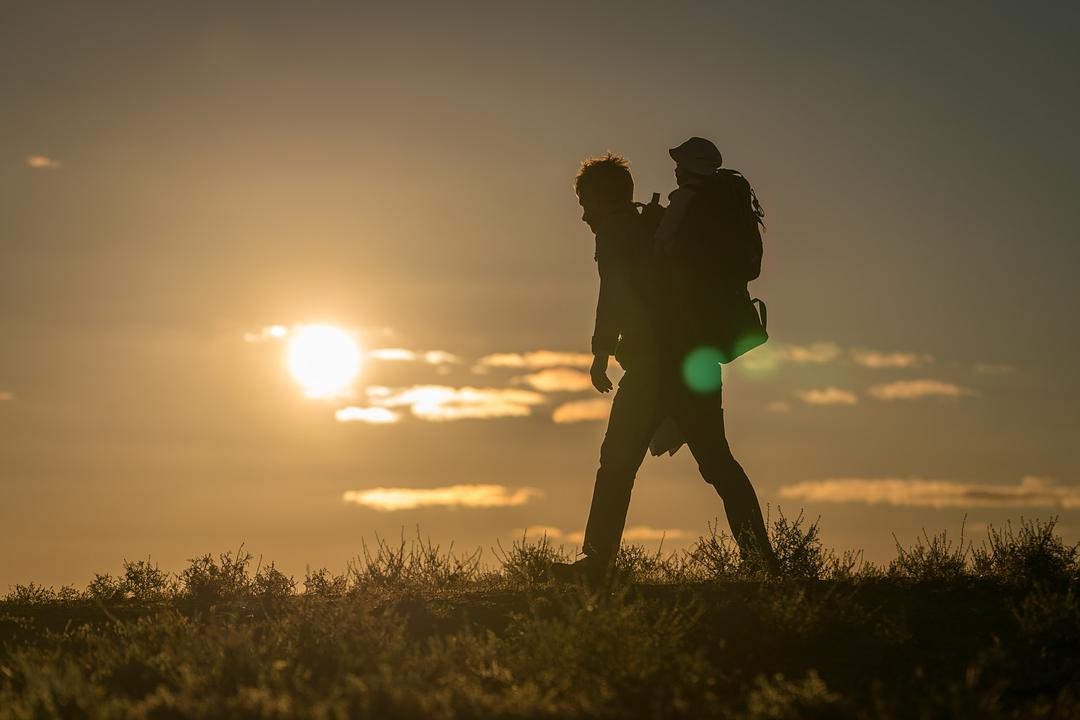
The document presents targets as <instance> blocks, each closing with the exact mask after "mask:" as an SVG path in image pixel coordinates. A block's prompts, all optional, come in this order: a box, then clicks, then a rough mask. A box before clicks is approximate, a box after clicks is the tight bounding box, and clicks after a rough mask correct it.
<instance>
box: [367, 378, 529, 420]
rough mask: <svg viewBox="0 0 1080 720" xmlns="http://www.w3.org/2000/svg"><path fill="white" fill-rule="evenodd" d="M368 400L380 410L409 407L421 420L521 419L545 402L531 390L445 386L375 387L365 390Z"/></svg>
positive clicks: (368, 388) (479, 419) (411, 410)
mask: <svg viewBox="0 0 1080 720" xmlns="http://www.w3.org/2000/svg"><path fill="white" fill-rule="evenodd" d="M367 397H368V402H369V403H370V404H372V405H376V406H379V407H383V408H392V407H408V408H409V409H410V410H411V412H413V415H414V416H416V417H417V418H420V419H421V420H465V419H478V420H484V419H489V418H521V417H525V416H528V415H531V412H532V406H536V405H541V404H543V403H544V402H545V398H544V396H543V395H541V394H540V393H536V392H532V391H530V390H516V389H500V388H448V386H445V385H413V386H411V388H404V389H396V390H391V389H389V388H382V386H378V385H376V386H372V388H368V389H367Z"/></svg>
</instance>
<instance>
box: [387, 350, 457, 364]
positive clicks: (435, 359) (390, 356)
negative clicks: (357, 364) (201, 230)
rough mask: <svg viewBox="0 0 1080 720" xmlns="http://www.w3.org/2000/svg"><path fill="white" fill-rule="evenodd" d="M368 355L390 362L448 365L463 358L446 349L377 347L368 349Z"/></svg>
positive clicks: (456, 361)
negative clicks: (371, 348)
mask: <svg viewBox="0 0 1080 720" xmlns="http://www.w3.org/2000/svg"><path fill="white" fill-rule="evenodd" d="M367 356H368V357H372V358H374V359H378V361H383V362H388V363H417V362H421V363H427V364H428V365H446V364H449V363H460V362H461V358H460V357H458V356H457V355H455V354H454V353H448V352H446V351H445V350H428V351H423V352H417V351H415V350H406V349H404V348H376V349H374V350H368V351H367Z"/></svg>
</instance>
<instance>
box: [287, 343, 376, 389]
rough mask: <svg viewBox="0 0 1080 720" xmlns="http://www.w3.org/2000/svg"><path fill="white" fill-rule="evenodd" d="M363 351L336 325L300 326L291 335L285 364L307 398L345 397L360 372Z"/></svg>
mask: <svg viewBox="0 0 1080 720" xmlns="http://www.w3.org/2000/svg"><path fill="white" fill-rule="evenodd" d="M360 357H361V354H360V347H359V345H357V344H356V341H355V340H354V339H353V337H352V336H351V335H350V334H349V332H346V331H345V330H342V329H341V328H339V327H334V326H333V325H301V326H298V327H297V328H295V329H294V330H293V331H292V332H291V334H289V341H288V351H287V355H286V364H287V365H288V371H289V372H291V373H292V375H293V377H294V378H295V379H296V381H297V382H299V383H300V386H301V388H303V394H305V395H307V396H308V397H335V396H340V395H343V394H346V391H348V390H349V388H350V386H351V385H352V383H353V381H355V379H356V375H357V373H359V372H360Z"/></svg>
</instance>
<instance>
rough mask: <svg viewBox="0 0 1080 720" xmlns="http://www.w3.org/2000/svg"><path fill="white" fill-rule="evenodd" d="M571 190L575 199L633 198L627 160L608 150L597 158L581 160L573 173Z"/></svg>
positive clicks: (618, 201)
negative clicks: (577, 169)
mask: <svg viewBox="0 0 1080 720" xmlns="http://www.w3.org/2000/svg"><path fill="white" fill-rule="evenodd" d="M573 192H576V193H577V195H578V200H584V199H585V198H588V199H589V200H590V202H603V203H611V204H618V203H632V202H634V178H633V176H632V175H631V174H630V163H629V162H626V159H625V158H623V157H622V155H618V154H616V153H613V152H611V151H610V150H609V151H607V152H606V153H605V154H603V155H600V157H598V158H588V159H585V160H583V161H582V162H581V168H580V169H579V171H578V174H577V175H576V176H575V177H573Z"/></svg>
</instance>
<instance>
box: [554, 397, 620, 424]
mask: <svg viewBox="0 0 1080 720" xmlns="http://www.w3.org/2000/svg"><path fill="white" fill-rule="evenodd" d="M609 412H611V400H605V399H599V398H596V399H592V400H571V402H569V403H563V404H562V405H559V406H558V407H557V408H555V411H554V412H553V413H552V416H551V419H552V420H554V421H555V422H558V423H567V422H582V421H585V420H607V417H608V413H609Z"/></svg>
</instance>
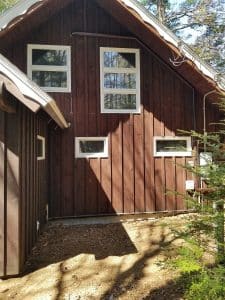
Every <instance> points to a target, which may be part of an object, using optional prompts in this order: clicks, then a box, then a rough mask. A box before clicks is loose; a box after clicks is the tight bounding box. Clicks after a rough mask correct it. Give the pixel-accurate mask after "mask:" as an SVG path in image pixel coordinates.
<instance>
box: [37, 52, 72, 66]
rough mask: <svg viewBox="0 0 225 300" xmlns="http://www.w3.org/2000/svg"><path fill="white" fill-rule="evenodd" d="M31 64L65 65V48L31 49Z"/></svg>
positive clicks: (65, 52) (54, 65)
mask: <svg viewBox="0 0 225 300" xmlns="http://www.w3.org/2000/svg"><path fill="white" fill-rule="evenodd" d="M32 64H33V65H49V66H66V65H67V51H66V50H50V49H46V50H45V49H43V50H42V49H33V51H32Z"/></svg>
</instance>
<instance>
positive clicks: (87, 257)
mask: <svg viewBox="0 0 225 300" xmlns="http://www.w3.org/2000/svg"><path fill="white" fill-rule="evenodd" d="M187 218H190V216H187V215H179V216H173V217H164V218H161V219H158V220H152V219H145V220H133V221H126V222H123V223H113V224H105V225H76V226H74V225H70V226H68V225H67V226H66V225H62V224H59V223H57V222H56V223H54V222H53V223H50V224H48V225H47V226H46V228H45V231H44V232H43V234H42V235H41V236H40V239H39V242H38V244H37V245H36V246H35V248H34V249H33V253H32V256H31V257H30V259H29V261H28V263H27V265H26V274H25V275H24V276H22V277H20V278H13V279H8V280H0V299H1V300H6V299H16V300H17V299H18V300H20V299H21V300H56V299H57V300H58V299H65V300H75V299H82V300H91V299H99V300H100V299H101V300H104V299H108V300H115V299H124V300H125V299H129V300H133V299H134V300H136V299H137V300H139V299H156V300H157V299H160V300H161V299H167V300H170V299H171V300H176V299H177V300H178V299H182V289H181V288H180V287H179V286H177V285H176V283H175V281H174V280H175V279H176V278H177V277H178V274H177V273H176V272H175V271H171V269H168V267H166V264H165V261H166V260H167V258H168V257H170V256H171V255H173V250H172V249H173V247H179V246H180V245H181V244H182V243H183V241H182V239H180V238H179V237H175V236H174V235H173V233H172V232H173V229H176V228H177V227H178V226H181V225H180V224H183V223H184V222H185V220H186V219H187ZM178 224H179V225H178Z"/></svg>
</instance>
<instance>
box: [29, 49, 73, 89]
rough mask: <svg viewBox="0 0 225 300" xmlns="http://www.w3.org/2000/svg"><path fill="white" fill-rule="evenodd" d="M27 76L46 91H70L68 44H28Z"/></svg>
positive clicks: (70, 87) (69, 50)
mask: <svg viewBox="0 0 225 300" xmlns="http://www.w3.org/2000/svg"><path fill="white" fill-rule="evenodd" d="M27 49H28V55H27V73H28V77H29V78H30V79H32V80H33V81H34V82H35V83H36V84H38V85H39V86H40V87H41V88H43V90H45V91H47V92H70V91H71V61H70V56H71V55H70V52H71V51H70V46H62V45H60V46H58V45H32V44H29V45H28V48H27Z"/></svg>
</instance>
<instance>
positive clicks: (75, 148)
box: [75, 137, 108, 158]
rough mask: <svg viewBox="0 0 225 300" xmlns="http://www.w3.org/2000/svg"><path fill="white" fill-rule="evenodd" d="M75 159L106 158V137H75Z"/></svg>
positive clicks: (106, 137)
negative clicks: (82, 158)
mask: <svg viewBox="0 0 225 300" xmlns="http://www.w3.org/2000/svg"><path fill="white" fill-rule="evenodd" d="M75 157H78V158H98V157H108V138H107V137H76V138H75Z"/></svg>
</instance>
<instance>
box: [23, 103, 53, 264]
mask: <svg viewBox="0 0 225 300" xmlns="http://www.w3.org/2000/svg"><path fill="white" fill-rule="evenodd" d="M19 112H20V122H21V130H20V142H21V143H20V147H21V148H20V149H21V159H20V165H21V167H20V178H21V186H20V187H21V221H20V226H21V261H20V264H21V267H22V266H23V264H24V262H25V260H26V258H27V257H28V255H29V254H30V251H31V249H32V247H33V246H34V244H35V242H36V240H37V237H38V235H39V232H40V229H41V228H42V227H43V225H44V224H45V222H46V205H47V203H48V153H46V159H45V160H37V135H40V136H43V137H45V140H46V149H47V148H48V147H47V146H48V131H47V122H46V120H45V119H43V118H42V117H39V116H36V115H34V114H32V113H31V112H30V111H29V110H27V109H26V108H25V107H23V106H20V110H19ZM37 222H39V224H40V228H39V230H38V229H37Z"/></svg>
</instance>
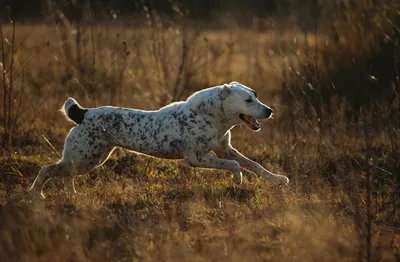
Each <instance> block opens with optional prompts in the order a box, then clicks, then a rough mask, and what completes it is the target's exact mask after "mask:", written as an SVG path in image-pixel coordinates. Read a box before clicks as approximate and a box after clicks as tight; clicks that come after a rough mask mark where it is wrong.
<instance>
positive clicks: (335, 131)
mask: <svg viewBox="0 0 400 262" xmlns="http://www.w3.org/2000/svg"><path fill="white" fill-rule="evenodd" d="M164 29H165V28H164ZM164 29H163V30H162V29H160V28H158V27H157V26H153V27H151V28H150V29H149V28H146V27H143V28H131V27H129V26H127V25H124V24H119V23H118V24H113V25H104V24H103V25H95V26H92V27H90V26H87V27H82V28H81V36H80V37H81V40H80V47H79V52H80V54H81V55H80V59H77V52H78V51H77V46H76V44H75V36H76V32H72V31H71V29H70V28H67V27H65V28H64V27H61V26H45V25H21V26H18V27H17V35H16V42H15V43H16V44H15V46H17V47H19V48H18V50H17V52H16V53H15V56H14V58H15V61H16V63H15V70H16V72H20V73H21V74H20V76H19V77H18V78H16V80H15V94H16V97H15V101H16V102H15V103H17V102H18V101H19V99H21V101H22V104H21V108H20V113H19V114H18V121H17V122H16V124H15V128H14V130H13V134H12V136H13V138H14V140H13V147H11V150H9V151H6V150H5V151H4V154H3V155H2V156H1V158H0V173H1V174H0V253H1V254H2V257H3V258H4V259H5V260H7V261H150V260H151V261H153V260H162V261H177V260H179V261H181V260H183V261H220V260H224V261H345V260H349V261H354V260H357V259H358V260H362V259H363V258H364V257H365V253H366V249H367V242H366V237H367V235H368V230H369V229H368V227H367V225H368V222H371V221H372V229H371V233H372V234H373V237H372V251H373V252H372V257H371V258H372V260H374V261H396V259H397V260H398V259H400V246H399V243H400V235H399V226H400V220H399V217H400V213H399V212H400V211H399V210H400V209H399V204H398V203H399V201H400V200H399V193H398V192H399V191H398V188H397V187H398V184H396V183H398V180H396V179H399V178H398V173H399V168H400V167H399V164H398V159H399V157H400V152H399V149H398V146H399V144H398V141H399V133H398V130H397V131H396V130H395V128H396V126H395V123H392V126H391V127H393V130H392V129H390V128H387V126H385V127H382V126H384V125H378V126H376V128H371V130H372V129H373V131H371V132H369V131H370V129H369V128H368V129H367V128H366V127H365V126H363V125H362V123H358V122H357V123H353V122H351V121H348V119H347V118H346V117H345V116H344V115H345V113H343V112H342V111H343V110H344V109H343V108H341V107H340V106H341V105H343V104H340V103H339V104H340V105H339V106H338V108H337V112H336V113H335V114H334V115H329V116H328V115H324V118H323V119H322V122H323V123H324V124H325V123H326V125H327V127H326V128H324V129H323V130H322V129H319V128H320V127H321V126H322V125H318V124H315V123H314V121H315V119H313V118H312V117H311V118H307V117H308V115H307V114H306V113H305V112H306V111H307V110H306V109H304V111H300V109H299V107H294V106H293V105H295V104H296V105H297V103H299V101H294V102H293V101H292V102H293V104H288V103H285V102H282V100H281V99H280V98H281V96H278V95H277V94H280V92H281V88H282V86H285V84H288V83H289V82H290V81H291V80H292V79H295V78H294V77H293V78H292V77H289V78H288V74H287V71H286V70H287V69H288V68H290V70H291V73H293V74H294V75H297V76H299V78H301V79H302V81H303V80H304V79H306V80H307V81H309V80H308V78H307V77H308V76H307V75H306V76H305V77H303V75H302V72H299V71H297V70H301V69H300V68H302V67H301V66H298V65H300V64H303V63H305V62H307V61H308V62H309V61H310V60H308V59H309V58H310V57H312V55H310V56H309V57H308V56H306V53H307V52H311V51H310V50H313V49H314V48H315V47H316V45H315V43H317V42H318V43H319V45H318V46H319V48H321V49H324V50H325V53H324V54H325V55H326V54H332V53H333V51H335V50H336V51H339V50H341V49H340V47H341V45H342V44H343V43H342V42H343V41H341V43H335V42H334V40H331V38H330V35H329V34H326V35H323V34H320V35H319V36H318V41H315V38H314V37H313V36H311V35H308V36H307V39H305V35H304V34H303V32H302V31H298V30H293V28H290V30H288V29H287V28H283V26H282V28H279V27H278V28H276V29H275V30H273V31H272V30H271V31H268V32H261V31H259V30H257V29H247V30H245V29H231V30H225V31H217V30H209V29H207V30H206V29H202V30H200V28H196V27H191V26H184V25H180V24H172V23H171V25H170V26H167V30H164ZM3 30H4V32H5V35H6V36H9V35H11V28H10V27H7V26H3ZM346 33H347V32H343V35H342V36H341V37H343V38H344V39H347V40H348V41H350V40H349V38H346ZM339 42H340V41H339ZM306 43H307V44H306ZM357 51H360V50H357ZM321 52H322V51H321ZM354 53H356V52H354ZM359 55H362V52H360V53H357V54H355V56H359ZM8 59H9V58H8ZM321 60H322V59H321ZM330 61H331V60H330ZM320 63H321V65H320V70H321V75H323V74H324V73H327V72H329V70H330V68H332V67H334V66H337V65H336V64H334V65H333V64H329V63H324V62H320ZM289 75H290V73H289ZM328 75H329V74H328ZM321 77H322V76H321ZM231 80H239V81H242V82H244V83H246V84H248V85H250V86H252V87H253V88H254V89H256V90H257V91H259V93H260V97H261V100H263V101H266V102H267V104H269V105H271V106H272V107H273V108H274V112H276V116H275V119H274V120H271V121H268V122H266V123H264V126H263V130H262V131H261V132H259V133H249V132H250V131H248V130H246V129H245V128H235V129H234V131H233V132H234V134H233V141H234V142H233V143H234V146H236V147H237V148H238V149H239V150H240V151H242V152H243V153H244V154H245V155H248V156H249V157H251V158H252V159H255V160H257V161H258V162H260V163H261V164H263V165H264V166H266V167H267V168H268V169H270V170H272V171H275V172H277V173H281V174H285V175H288V176H289V177H290V178H291V184H290V186H288V187H285V188H275V187H272V186H271V185H270V184H269V183H268V181H266V180H265V179H263V178H262V177H257V176H255V175H251V174H245V182H244V185H243V186H240V187H237V186H234V185H233V182H232V179H231V177H230V174H228V173H227V172H223V171H216V170H202V169H192V168H188V167H186V166H185V165H183V164H182V163H181V162H179V161H167V160H161V159H154V158H148V157H145V156H137V155H134V154H131V153H128V152H126V151H124V150H119V151H118V152H116V153H115V154H114V155H113V157H112V159H110V160H109V161H108V162H107V163H106V164H105V166H103V167H101V168H100V169H99V170H97V171H95V172H92V173H91V174H86V175H83V176H80V177H77V178H76V185H77V190H78V191H79V193H80V194H75V195H70V194H68V193H66V192H64V191H63V181H62V179H59V180H52V181H50V182H49V183H48V184H47V185H46V190H45V191H46V194H47V197H48V198H47V199H46V200H36V199H35V200H32V199H30V198H29V196H28V195H27V194H26V192H25V191H26V189H27V188H28V187H29V185H30V184H31V183H32V181H33V179H34V178H35V176H36V174H37V172H38V170H39V169H40V166H42V165H43V164H46V163H49V162H55V161H57V160H58V158H59V152H61V149H62V144H63V139H64V137H65V135H66V134H67V132H68V129H69V128H70V127H71V123H68V122H67V121H65V120H64V119H63V118H62V117H61V116H60V113H59V112H58V111H57V110H58V109H59V107H60V106H61V105H62V102H63V101H64V99H65V98H66V97H68V96H74V97H76V98H77V99H78V101H79V102H80V103H81V104H82V105H85V106H94V105H101V104H114V105H119V106H127V107H135V108H142V109H155V108H158V107H160V106H162V105H165V104H167V103H169V102H171V101H172V100H177V99H184V98H186V97H187V96H188V95H189V94H190V93H192V92H194V91H196V90H198V89H201V88H204V87H208V86H211V85H215V84H219V83H223V82H228V81H231ZM296 81H297V80H296ZM294 82H295V81H294ZM295 83H297V82H295ZM300 102H301V101H300ZM393 103H396V101H393ZM396 106H397V107H396ZM390 108H392V109H393V110H395V109H396V108H398V105H396V104H393V106H391V107H390ZM292 109H293V110H292ZM294 109H295V110H294ZM290 110H292V111H291V114H290V112H289V111H290ZM341 110H342V111H341ZM382 111H384V110H383V109H382ZM290 115H295V119H297V120H296V121H295V122H293V123H291V121H293V119H292V118H291V117H290ZM360 119H361V121H363V123H374V122H373V121H370V119H373V120H374V121H375V120H376V119H377V118H374V115H369V113H368V112H366V113H363V114H362V115H361V116H360ZM376 121H378V120H376ZM379 121H383V122H384V121H386V120H385V119H384V117H382V120H379ZM387 121H389V120H387ZM379 123H380V122H379ZM384 123H385V125H386V123H387V122H384ZM381 127H382V128H381ZM1 128H2V126H0V130H1ZM365 130H368V132H369V136H368V137H367V135H366V133H367V132H365ZM368 158H370V159H368ZM382 170H383V171H382ZM367 174H372V179H371V181H372V182H371V183H372V189H373V190H372V191H373V192H372V193H371V194H370V196H371V197H372V206H371V209H370V211H368V209H367V208H366V205H367V201H368V199H369V198H368V196H369V195H368V194H367V191H366V185H367V184H368V183H369V182H368V180H366V178H367Z"/></svg>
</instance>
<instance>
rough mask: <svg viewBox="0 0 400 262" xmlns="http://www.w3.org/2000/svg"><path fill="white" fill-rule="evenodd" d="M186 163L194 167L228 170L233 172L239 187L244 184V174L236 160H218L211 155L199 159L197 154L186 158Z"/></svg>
mask: <svg viewBox="0 0 400 262" xmlns="http://www.w3.org/2000/svg"><path fill="white" fill-rule="evenodd" d="M185 161H186V162H188V163H189V164H190V165H191V166H194V167H204V168H216V169H226V170H229V171H232V173H233V180H234V181H235V183H236V184H238V185H240V184H241V183H242V172H241V171H240V165H239V163H238V162H237V161H235V160H229V159H223V158H218V157H215V156H212V155H210V154H207V155H205V156H202V157H198V156H197V155H196V154H195V155H191V156H188V157H186V158H185Z"/></svg>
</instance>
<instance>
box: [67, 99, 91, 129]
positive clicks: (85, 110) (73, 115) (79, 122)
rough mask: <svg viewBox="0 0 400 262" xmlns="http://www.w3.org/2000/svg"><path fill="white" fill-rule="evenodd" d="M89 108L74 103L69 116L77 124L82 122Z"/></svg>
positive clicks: (68, 110)
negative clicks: (83, 106) (80, 106)
mask: <svg viewBox="0 0 400 262" xmlns="http://www.w3.org/2000/svg"><path fill="white" fill-rule="evenodd" d="M86 112H87V109H85V108H82V107H80V106H79V105H76V104H75V105H72V106H71V107H70V108H69V110H68V117H69V118H70V119H71V120H72V121H74V122H75V123H77V124H80V123H82V121H83V119H84V118H85V114H86Z"/></svg>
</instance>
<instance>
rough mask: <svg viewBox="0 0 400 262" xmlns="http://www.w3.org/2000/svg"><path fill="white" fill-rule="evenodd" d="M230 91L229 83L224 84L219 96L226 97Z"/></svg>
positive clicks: (231, 88)
mask: <svg viewBox="0 0 400 262" xmlns="http://www.w3.org/2000/svg"><path fill="white" fill-rule="evenodd" d="M231 93H232V88H231V86H230V85H229V84H224V85H223V86H222V91H221V97H222V98H223V99H225V98H227V97H228V96H229V95H230V94H231Z"/></svg>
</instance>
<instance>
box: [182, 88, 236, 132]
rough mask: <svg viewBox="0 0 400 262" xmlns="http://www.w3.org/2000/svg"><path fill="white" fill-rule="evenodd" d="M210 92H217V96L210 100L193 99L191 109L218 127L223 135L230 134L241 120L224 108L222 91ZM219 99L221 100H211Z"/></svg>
mask: <svg viewBox="0 0 400 262" xmlns="http://www.w3.org/2000/svg"><path fill="white" fill-rule="evenodd" d="M208 91H209V92H216V94H215V95H211V96H209V97H210V99H209V100H206V101H204V100H198V101H197V100H196V99H191V101H190V103H191V108H192V109H193V110H195V111H196V113H197V114H200V115H201V116H202V117H203V118H204V119H206V120H207V121H209V122H210V123H212V125H213V126H215V127H217V129H218V130H220V131H221V132H222V133H223V134H225V133H226V132H228V130H230V129H231V128H232V127H234V126H235V125H238V124H240V120H239V118H238V117H236V116H231V115H230V114H229V113H228V112H226V108H225V107H224V103H223V101H224V98H223V97H221V89H217V88H214V89H210V90H208ZM213 97H214V98H215V97H218V98H219V99H211V98H213Z"/></svg>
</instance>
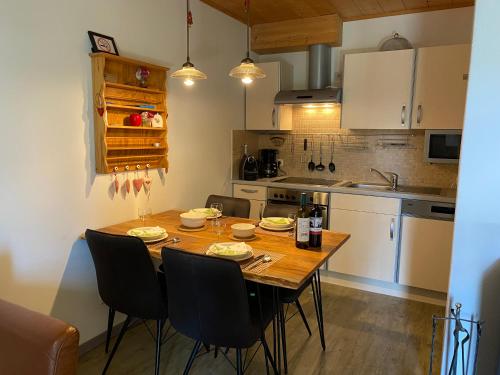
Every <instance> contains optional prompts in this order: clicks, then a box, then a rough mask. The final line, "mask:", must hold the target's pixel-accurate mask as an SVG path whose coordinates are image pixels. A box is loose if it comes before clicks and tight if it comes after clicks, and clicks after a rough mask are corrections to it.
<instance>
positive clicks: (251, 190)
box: [241, 189, 258, 194]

+--

Exercise brief -
Repeat, word for word, the lines above between the line holding "box: [367, 378, 529, 420]" and the line holding "400L380 410L409 407L421", inclusive; omit everything else.

Your solution -
box: [367, 378, 529, 420]
rough mask: <svg viewBox="0 0 1080 720" xmlns="http://www.w3.org/2000/svg"><path fill="white" fill-rule="evenodd" d="M368 400L380 410L409 407L421 420L521 419L545 402L531 390L445 386L375 387L365 390Z"/></svg>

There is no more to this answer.